--- YOUR TASKS ---
(a) Reproduce the stretch of the baroreflex sensitivity abstract from "New criteria for estimating" through "D., Maestri, R.".
(b) In the baroreflex sensitivity abstract, what frequency range makes up the low-frequency (LF) band?

--- PROVIDED PASSAGE ---
Start of Block

New criteria for estimating baroreflex sensitivity using the transfer function method

• Published in: Medical & biological engineering & computing Vol. 40; no. 1; pp. 79 - 84
• Main Authors: Pinna, G. D., Maestri, R.
• Format: Journal Article
• Language: English
• Published: Heidelberg Springer 01.01.2002; Springer Nature B.V
• Subjects: Accuracy; Baroreflex; Bias; Biological and medical sciences; Cardiovascular system; Computer Simulation; Confidence intervals; Criteria; Error analysis; Errors; Fundamental and applied biological sciences. Psychology; Gain; Heart; Heart Diseases - physiopathology; Humans; Investigative techniques of hemodynamics; Investigative techniques, diagnostic techniques (general aspects); Mathematical analysis; Mathematical models; Medical sciences; Models, Cardiovascular; Signal Processing, Computer-Assisted; Signal to noise ratio; Vertebrates: cardiovascular system; Computer simulation; Cardiovascular disease; Case control study; Low frequency; Time variation; Spectral analysis; Baroreflex; Heart disease; Arterial pressure; Circulatory system; Transfer function; Signal analysis; Payoff function; Signal to noise ratio
• ISSN: 0140-0118; 1741-0444
• DOI: 10.1007/BF02347699

Computer simulations were carried out to appraise three new criteria for the estimation of baroreflex sensitivity (BRS) using the transfer function method. The major goal was to identify a computation procedure able to overcome the intrinsic limitations of the classical coherence criterion. Four representative shapes of the gain function and three different average gains (2, 5 and 8 ms(mmHg)(-1) in the low-frequency (LF) band (0.04-0.15Hz) were considered. The signal-to-noise ratio was made to vary so that the peak coherence in the LF band changed from 0.15 to 0.9. All simulation parameters were derived from previous observations in healthy subjects and heart disease patients. The error of the estimated gain function was obtained from its confidence interval. BRS was computed as average gain in the LF band: (a) including in the average only those points having error < or = threshold (criterion 1, C1); (b) calculating the mean error in the band and accepting BRS measurements only when this error was < or = threshold (criterion 2, C2); (c) including in the average all points, regardless of the error (criterion 3, C3). The three criteria were compared in terms of measurability (percentage of measured BRS) and accuracy (bias and SD of BRS). Using C1 and C2, measurability dropped to 10% when the peak coherence in the LF band decreased, respectively, to 0.18-0.41 and to 0.26-0.53, depending on the shape and strength of the gain. In this condition (lower bound of measurability), worst bias and SD (average gain: 8 ms(mmHg)(-1)) were, respectively, 0.8 ms(mmHg)(-1) and 3.3ms(mmHg)(-1) (C1), and 0.1 ms(mmHg)(-1) and 1.0 ms(mmHg)(-1) (C2). C3, by definition, always ensured 100% measurability and showed bias and SD comparable with, or even lower than, C1 and C2, within the common range of measurable BRS. In the extreme condition of 0.15 coherence, bias and SD were, respectively, 1.7 ms(mmHg)(-1) and 2.3ms(mmHg)(-1) (average gain: 8ms(mmHg)(-1)). Hence, error checking (C1 and C2) dramatically reduced measurability and did not improve accuracy of BRS measurements compared with performing no error check (C3). In conditions of low signal-to-noise ratio and/or impaired baroreflex gain, leading to markedly reduced coherence, the simple average of the gain function in the LF band allows BRS to be estimated with accuracy adequate for clinical purposes.

End of Block

--- RECORDED DATA ---
Start of Block

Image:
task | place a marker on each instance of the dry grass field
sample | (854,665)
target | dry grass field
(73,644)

End of Block
Start of Block

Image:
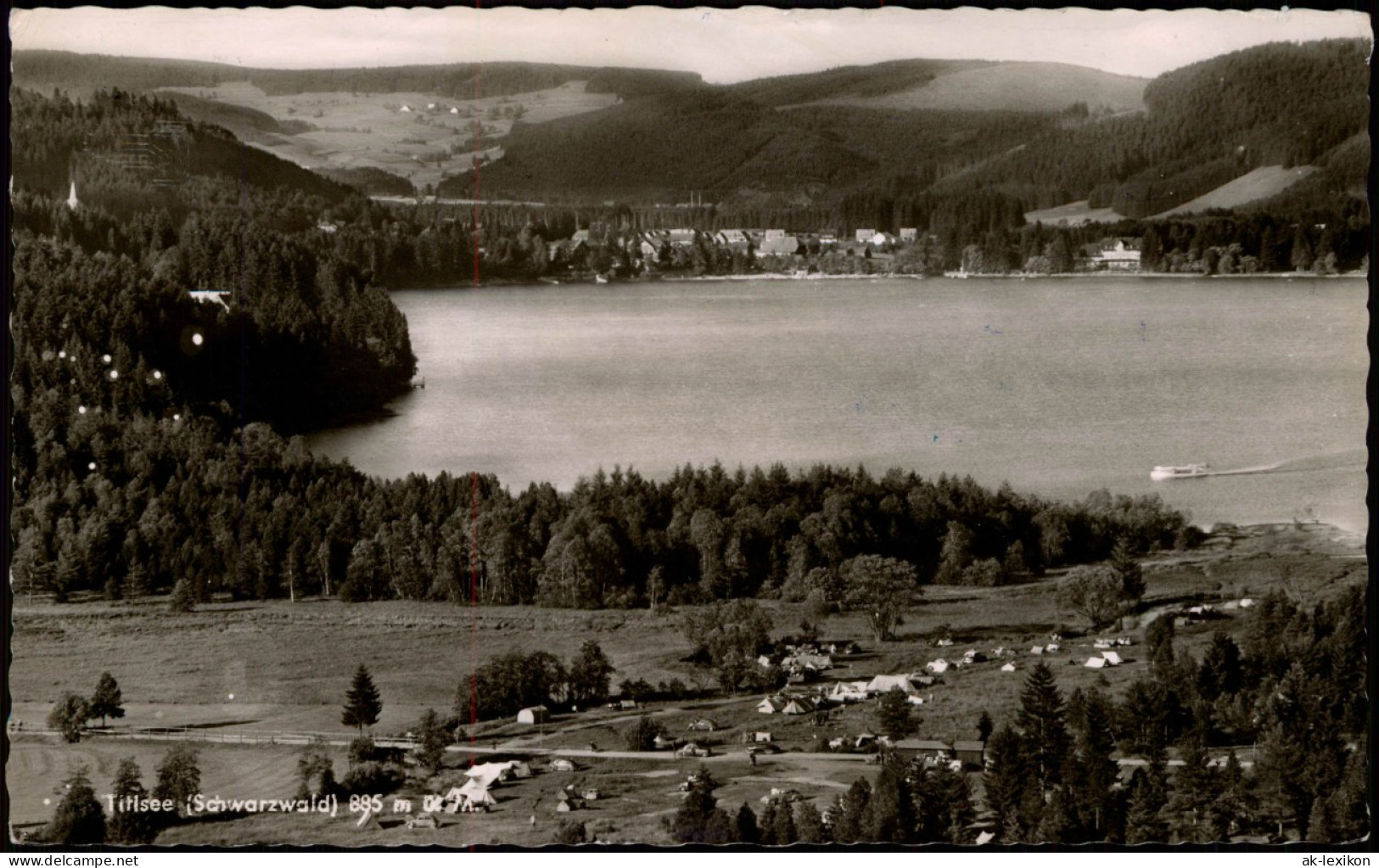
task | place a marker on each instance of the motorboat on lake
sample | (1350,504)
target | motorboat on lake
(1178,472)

End of Block
Start of Block

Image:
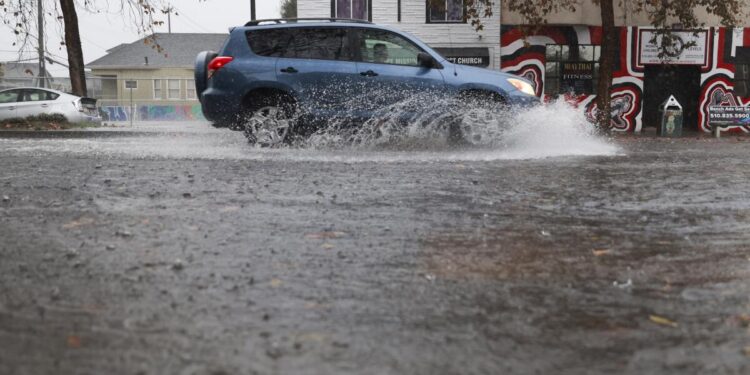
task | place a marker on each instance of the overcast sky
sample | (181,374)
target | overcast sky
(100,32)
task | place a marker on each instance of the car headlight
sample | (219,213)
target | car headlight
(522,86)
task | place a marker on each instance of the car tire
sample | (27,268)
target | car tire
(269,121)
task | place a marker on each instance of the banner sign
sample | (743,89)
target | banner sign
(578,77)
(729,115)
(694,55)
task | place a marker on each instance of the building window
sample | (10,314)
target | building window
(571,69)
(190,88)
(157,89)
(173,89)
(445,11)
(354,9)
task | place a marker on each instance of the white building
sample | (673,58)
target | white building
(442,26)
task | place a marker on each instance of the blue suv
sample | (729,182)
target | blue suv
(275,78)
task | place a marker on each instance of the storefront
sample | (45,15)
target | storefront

End of Block

--- COMPLETED EXERCISE ---
(a)
New criteria for estimating baroreflex sensitivity using the transfer function method

• Published in: Medical & biological engineering & computing Vol. 40; no. 1; pp. 79 - 84
• Main Authors: Pinna, G. D., Maestri, R.

(b) 0.04–0.15 Hz